Write out, word for word, the part of the forum post on batched array updates starting at "The estimated size" and ending at "of copying possible.".

> DOCUMENT SECTION
......

Hi there,
I subscribe to a data feed and from that create and maintain a structure using the index values on the INSERT/DELETE messages. I would like to ask the assembled cognoscenti whether they know of any algorithm which can deal with the piecemeal updates in an efficient way - generally batch-updates contain between two and six such messages.
The estimated size of the array is around 1000 elements.
Batch updates arrive as a list of messages ordered by index, which stipulate the insertion or deletion of an item at a given index. I expect most of the churn in the array to be nearer its start than its end.
It occurs to me that with some basic processing I can determine the range affected by the batch and the overall size-delta, and therefore move an unaffected tail section of the array just once.
Similarly, I could maintain a certain amount of free space before the first element and after the final element to do the least amount of copying possible.
Other optimisations include recognising updates such as the following:
DELETE 10, INSERT 10 - effectively a replace which requires no copying
INSERT 10, DELETE 11 - as above
DELETE 10, DELETE 10, DELETE 10 - bulk deletion can be optimised into one copy operation
INSERT 11, INSERT 12, INSERT 13 - bulk insertion can be optimised into one copy operation
and so on.

......

> DATA PROVIDED
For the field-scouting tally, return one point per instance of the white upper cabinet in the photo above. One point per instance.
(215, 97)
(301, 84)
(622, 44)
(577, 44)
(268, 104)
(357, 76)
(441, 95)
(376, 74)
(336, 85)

......

> THE OUTPUT
The estimated size of the array is around 1000 elements.
Batch updates arrive as a list of messages ordered by index, which stipulate the insertion or deletion of an item at a given index. I expect most of the churn in the array to be nearer its start than its end.
It occurs to me that with some basic processing I can determine the range affected by the batch and the overall size-delta, and therefore move an unaffected tail section of the array just once.
Similarly, I could maintain a certain amount of free space before the first element and after the final element to do the least amount of copying possible.